— Begin Text passage —

# Good, Affordable 10 wt rod



## ethan.weber (Apr 26, 2011)

id say a two is your best bet for a good rod with a good price. if you can find a deal on a old helios that would be a good rod as well.


----------



## rkmurphy (Nov 2, 2008)

> id say a two is your best bet for a good rod with a good price. if you can find a deal on a old helios that would be a good rod as well.


What's a two? Did you mean TFO?


----------



## patrickknight (Nov 16, 2010)

a 10 wt pflueger does me fine


----------



## tkreitler (Oct 3, 2011)

I have a 10wt TICRx and I like it OK but you have to push it hard to get the rod loaded with 10wt line. I've talked to other people who have put 11wt line on this rod and liked the way it performed.


----------



## ethan.weber (Apr 26, 2011)

> > id say a two is your best bet for a good rod with a good price. if you can find a deal on a old helios that would be a good rod as well.
> 
> 
> What's a two? Did you mean TFO?


yah i meant tfo, stupid auto correct.


----------



## Shadowcast (Feb 26, 2008)

St. Croix Inperial......


----------



## rkmurphy (Nov 2, 2008)

I'm probably going to end up going used...as long as I am still privied to the lifetime warranty 

I probably won't make a purchase until early to mid spring...just trying to start researching. Thank you all for your help and suggestions. Keep them coming!


----------



## tim_henshaw (Jun 1, 2009)

Do me a favor. Go to ur local fly shop and pick up the bvk. I think it's there best rod in the lineup. Hands down


----------



## Master_Baiter (Apr 21, 2009)

I have a 10 wt gold cup and it is awesome. Doesn't have a lot of action but I can shoot under docks better with that than my TFO pro series 2. But If you can check out the TFO axiom 10wt. Those feel real nice and still have the lifetime warranty.

— End Text passage —
— Begin Dataset extract —

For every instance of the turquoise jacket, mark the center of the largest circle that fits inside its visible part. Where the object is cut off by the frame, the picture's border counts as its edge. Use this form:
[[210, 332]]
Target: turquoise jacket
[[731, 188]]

— End Dataset extract —

#### Given instruction:
Continue the forum thread on choosing a good, affordable 10 wt rod, starting after its last post.

#### Answer to the exercise:
----------



## Guest (Sep 9, 2012)

> I have a 10 wt gold cup and it is awesome.  Doesn't have a lot of action but I can shoot under docks better with that than my TFO pro series 2.  But If you can  check out the TFO axiom 10wt.  Those feel real nice and still have the lifetime warranty.


X 2 on the TFO Axiom in any weight.


----------



## mulletboy (Jan 31, 2007)

I use a 10wt Ugly stick that you can get new for 60.00. I use it in places, where I don't want to damage my 12wt, like around bridges. It's slow, but seriously does the job.


----------



## jmlockwood (Jul 19, 2012)

x2 on the BVK. Not an expensive rod to buy new and would be a good rod to have on hand. I have several Helios rods (someone mentioned above) and they are awesome. However, they are rather expensive (even on the used market) and you need to make sure you pair them with the right reel. The rods are super light and can be put off balance if you do match with the right reel. If I were looking for a good quality rod at a fair price I would find a TFO dealer, cast what they have, and then pick the rod that fits you best.


----------



## Rooster (Mar 13, 2011)

I have an old Sage RPLXi and still haven't found a reason to trade it out. You can see them on ebay fairly regularly and the heavier weights generally have not been used too much = a good deal to pay sharply reduced prices for a great (still!) rod.


----------



## CurtisWright (May 9, 2012)

Define  "good" and "affordable"  Price and Quality are directly proportional.  Always.   

I would suggest a  Sage One and a Hardy Fortuna.


----------



## Capt. Gregg McKee (Sep 28, 2007)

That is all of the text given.